## [READING PASSAGE]
+ + + +

Case in point, I rent a 1 bedroom apartment in Los Angeles for 4 weeks. I
arrive and it's clearly a couple struggling to make in in movie production.
They tell me they are expecting funding for a documentary but that it's come a
week late so they are going to go stay with friends for the next week since
they rented the place to me.

The place a single sofa in the living room and a king size bed with only
sheets. There are no lights in the bed room except a string of christmas
lights. The advertised wifi is them leaching off the neighbors which only
works in a corner of the apartment and only sometimes. They say I can hang out
in the lobby for free wifi but "the lobby" is just an outdoor hallway.

They leave and I debate my options since I need to be somewhere for 30 days. I
ended up staying. I check the fridge. It's disgusting and sticky inside. The
bathroom and shower are also gross, clearly uncleaned for many many months. So
I go buy cleaning supplies, clean the entire bathroom, the entire kitchen, and
pull out all the removable surfaces from the fridge and clean them in the now
clean shower. I then make do with this "crash pad" for 4 weeks.

+ + + +

Write out the account of the Los Angeles apartment rental above word for word, from start to finish.

## [PROVIDED DATA]
+ + + +

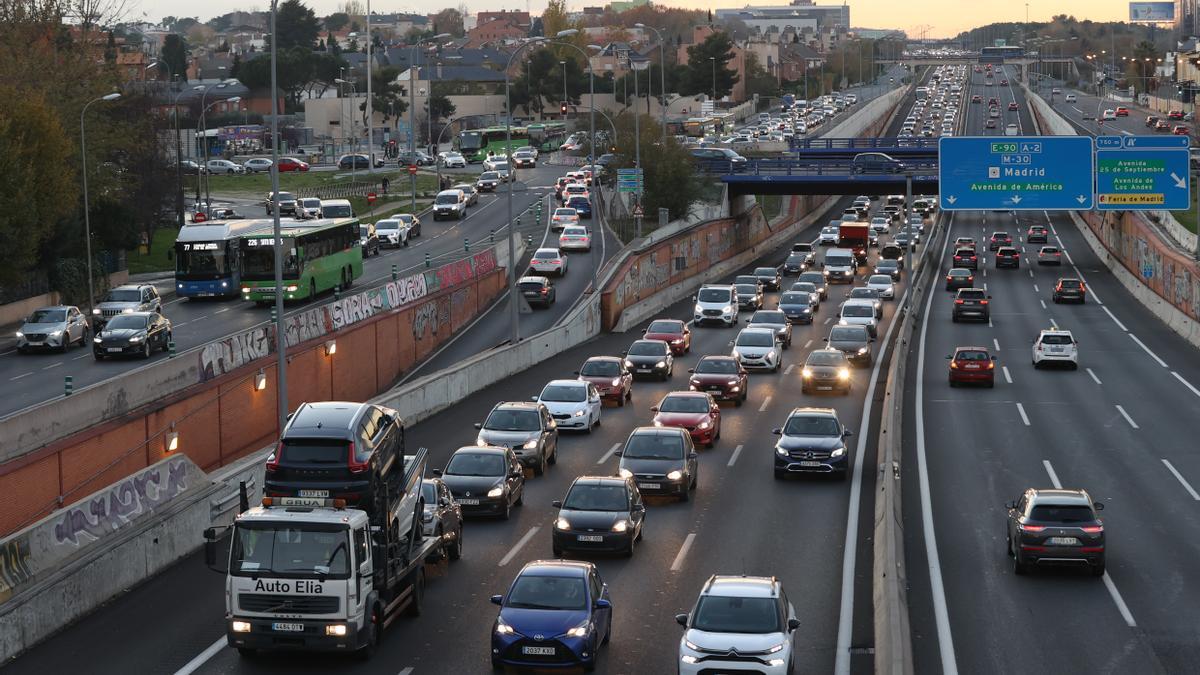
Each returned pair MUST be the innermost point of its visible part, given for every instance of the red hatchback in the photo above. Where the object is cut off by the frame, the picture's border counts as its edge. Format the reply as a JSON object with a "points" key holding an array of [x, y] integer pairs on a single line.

+ + + +

## [OUTPUT OF THE EXERCISE]
Case in point, I rent a 1 bedroom apartment in Los Angeles for 4 weeks. I
arrive and it's clearly a couple struggling to make in in movie production.
They tell me they are expecting funding for a documentary but that it's come a
week late so they are going to go stay with friends for the next week since
they rented the place to me.

The place a single sofa in the living room and a king size bed with only
sheets. There are no lights in the bed room except a string of christmas
lights. The advertised wifi is them leaching off the neighbors which only
works in a corner of the apartment and only sometimes. They say I can hang out
in the lobby for free wifi but "the lobby" is just an outdoor hallway.

They leave and I debate my options since I need to be somewhere for 30 days. I
ended up staying. I check the fridge. It's disgusting and sticky inside. The
bathroom and shower are also gross, clearly uncleaned for many many months. So
I go buy cleaning supplies, clean the entire bathroom, the entire kitchen, and
pull out all the removable surfaces from the fridge and clean them in the now
clean shower. I then make do with this "crash pad" for 4 weeks.